*To-do list*
A: Answer these questions about the article on fashion cities outside London:
(i) What nickname was Manchester once known by because of its role in the 19th century cotton industry?
(ii) According to the 2018 ONS report, how much did people in Greater Manchester spend on clothing and footwear each year on average?
(iii) On which street in Bath did Manolo Blahnik buy a property?
B: Can you reproduce the passage of the article on fashion cities outside London, starting with "The Georgian town" and going on through "by Ivan Terestchenko.", word for word?
*** Document extract
It is no secret that London is one of the fashion capitals of the world, the central organ of the UK’s fashion industry and therefore where businesses, retailers and designers tend to gravitate towards in the hope of achieving both local and international success.

However, in recent years, it appears that despite its breadth, fashion seems to have outgrown even the capital, as more and more cities outside of the English capital become hotbeds for increasingly influential creative communities and educational powerhouses. While many of these cities have a history rooted in fashion and are thus building on existing foundations, some are actively and intentionally beginning to construct their own position within the industry in the hope of bringing fashion closer to home.

In light of this increasing interest in turning towards alternative sources of inspiration and business opportunities, FashionUnited has compiled a list (made in no particular order) of cities outside of London that are currently drawing in the fashion crowd with their deep history and lucrative retail offerings.


If there was ever a city that could give London a run for its money as the UK’s fashion capital, it’s Manchester. The Northern Powerhouse, once known as ‘Cottonopolis’ due to its integral role in the 19th century cotton industry, is now a bustling metropolis of indie stores and vintage shops that offer up an alternative to high-street shopping – although, this element is still a prominent feature among the city’s main shopping streets. Next to events like biannual fashion trade show Just Around the Corner and the newly established Northern Fashion Week, the city has also birthed numerous acclaimed fashion designers, namely that of Vivienne Westwood, Matthew Williamson, William Baker and Henry Holland. A number of large-scale fashion conglomerates also call the ‘Rainy City’ the home of their headquarters, including the Boohoo Group, Pretty Little Thing and JD Sports.

Consumers are another driving force for the city, with a study by Chums finding that Mancunians were sixth highest in clothing spending in the UK. This was further backed up in a report by ONS in 2018, which stated that people in Greater Manchester were spending an average of 1,007 pounds on clothing and footwear annually. Manchester’s link to fashion is no surprise, as the city’s history is rooted in the industry, dating back to the 18th century when it was at the forefront of the UK’s entire cotton and textile trade. Starting with the opening of the world’s first textile mill powered by steam in 1781, its number of mills increased beyond 100 over time. The Cotton Board, based in the city until 1972, also played a part in its status, and was responsible for the launch of the city’s first fashion week in the 1950s. Manchester then became known for its historic shopping districts, most notably that of Spinningfields and The Northern Quarter, the latter of which was developed by a number of parties in the 1990s.


Bath, Somerset. Image: Unsplash

The Georgian town of Bath is known for its string of listed and Regency period buildings and picturesque landscape accommodating numerous fashion boutiques and prominent vintage stores. The city, which was once home to Jane Austen in the 19th century and is one of the only cities in the UK designated as a UNESCO World Heritage Site, often finds itself at the centre of period dramas. However, while it is clearly culturally-rich, its place in fashion is also firm. So much so that the famous footwear designer Manolo Blahnik fell in love with the city on his visits as a boy, ultimately leading him to buy a property on Camden Crescent, the interior of which can be viewed in the book ‘The Charming Mr Blahnik’ by Ivan Terestchenko.
******
*** Entries supplied
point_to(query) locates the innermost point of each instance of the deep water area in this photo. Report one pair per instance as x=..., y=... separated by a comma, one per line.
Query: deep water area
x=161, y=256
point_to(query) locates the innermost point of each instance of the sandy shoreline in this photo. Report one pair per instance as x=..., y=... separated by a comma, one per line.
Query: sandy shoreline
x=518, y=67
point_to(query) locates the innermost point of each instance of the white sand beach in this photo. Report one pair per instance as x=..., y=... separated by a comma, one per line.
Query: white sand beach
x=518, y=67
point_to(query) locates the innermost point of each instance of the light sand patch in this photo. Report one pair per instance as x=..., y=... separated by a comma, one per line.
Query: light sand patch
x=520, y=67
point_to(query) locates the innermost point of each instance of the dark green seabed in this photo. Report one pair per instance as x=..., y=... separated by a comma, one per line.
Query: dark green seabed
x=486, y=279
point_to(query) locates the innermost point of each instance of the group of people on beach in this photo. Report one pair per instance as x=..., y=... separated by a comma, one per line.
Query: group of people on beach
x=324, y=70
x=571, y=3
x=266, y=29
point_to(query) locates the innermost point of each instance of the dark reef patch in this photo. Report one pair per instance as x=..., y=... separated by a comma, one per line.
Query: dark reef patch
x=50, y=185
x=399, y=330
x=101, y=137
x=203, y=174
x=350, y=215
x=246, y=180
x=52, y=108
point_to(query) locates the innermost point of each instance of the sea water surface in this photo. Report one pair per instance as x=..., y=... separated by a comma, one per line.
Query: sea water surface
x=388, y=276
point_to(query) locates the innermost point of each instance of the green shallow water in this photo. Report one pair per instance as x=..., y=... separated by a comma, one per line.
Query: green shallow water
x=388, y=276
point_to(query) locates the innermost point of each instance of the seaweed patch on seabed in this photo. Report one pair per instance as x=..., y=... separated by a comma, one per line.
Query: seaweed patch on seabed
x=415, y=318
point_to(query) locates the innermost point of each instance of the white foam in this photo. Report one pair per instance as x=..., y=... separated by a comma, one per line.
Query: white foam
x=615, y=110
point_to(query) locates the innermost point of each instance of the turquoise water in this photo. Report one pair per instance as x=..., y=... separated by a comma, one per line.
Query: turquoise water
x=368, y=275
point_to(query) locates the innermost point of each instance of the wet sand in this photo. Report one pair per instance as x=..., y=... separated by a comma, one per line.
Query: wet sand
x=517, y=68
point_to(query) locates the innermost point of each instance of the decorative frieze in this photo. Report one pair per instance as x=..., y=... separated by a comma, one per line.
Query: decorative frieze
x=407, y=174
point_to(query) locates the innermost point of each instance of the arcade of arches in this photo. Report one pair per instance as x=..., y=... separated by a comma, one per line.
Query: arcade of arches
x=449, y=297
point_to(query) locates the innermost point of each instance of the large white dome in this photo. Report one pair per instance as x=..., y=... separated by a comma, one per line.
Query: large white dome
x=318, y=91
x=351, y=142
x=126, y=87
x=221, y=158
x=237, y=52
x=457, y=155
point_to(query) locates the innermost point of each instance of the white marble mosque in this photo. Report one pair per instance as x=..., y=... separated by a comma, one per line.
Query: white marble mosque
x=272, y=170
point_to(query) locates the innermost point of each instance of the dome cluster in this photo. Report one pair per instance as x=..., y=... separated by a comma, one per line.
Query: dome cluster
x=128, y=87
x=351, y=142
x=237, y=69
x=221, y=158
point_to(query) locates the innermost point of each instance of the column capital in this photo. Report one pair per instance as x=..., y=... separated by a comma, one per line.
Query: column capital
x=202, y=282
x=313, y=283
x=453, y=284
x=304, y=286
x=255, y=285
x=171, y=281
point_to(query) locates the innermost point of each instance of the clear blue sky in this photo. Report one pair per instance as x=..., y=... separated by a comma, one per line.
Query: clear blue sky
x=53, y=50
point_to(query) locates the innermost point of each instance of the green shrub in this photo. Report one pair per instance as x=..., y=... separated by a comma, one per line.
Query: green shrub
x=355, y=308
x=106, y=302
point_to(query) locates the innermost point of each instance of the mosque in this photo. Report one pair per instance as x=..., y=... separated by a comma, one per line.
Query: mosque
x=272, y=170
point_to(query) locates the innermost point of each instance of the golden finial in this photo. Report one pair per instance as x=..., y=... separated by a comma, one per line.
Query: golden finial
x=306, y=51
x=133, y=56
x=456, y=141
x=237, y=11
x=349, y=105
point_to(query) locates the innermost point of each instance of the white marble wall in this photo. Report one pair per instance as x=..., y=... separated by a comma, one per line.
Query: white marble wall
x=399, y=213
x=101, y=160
******
*Outputs in order*
A:
(i) Cottonopolis
(ii) 1,007 pounds
(iii) Camden Crescent

B:
The Georgian town of Bath is known for its string of listed and Regency period buildings and picturesque landscape accommodating numerous fashion boutiques and prominent vintage stores. The city, which was once home to Jane Austen in the 19th century and is one of the only cities in the UK designated as a UNESCO World Heritage Site, often finds itself at the centre of period dramas. However, while it is clearly culturally-rich, its place in fashion is also firm. So much so that the famous footwear designer Manolo Blahnik fell in love with the city on his visits as a boy, ultimately leading him to buy a property on Camden Crescent, the interior of which can be viewed in the book ‘The Charming Mr Blahnik’ by Ivan Terestchenko.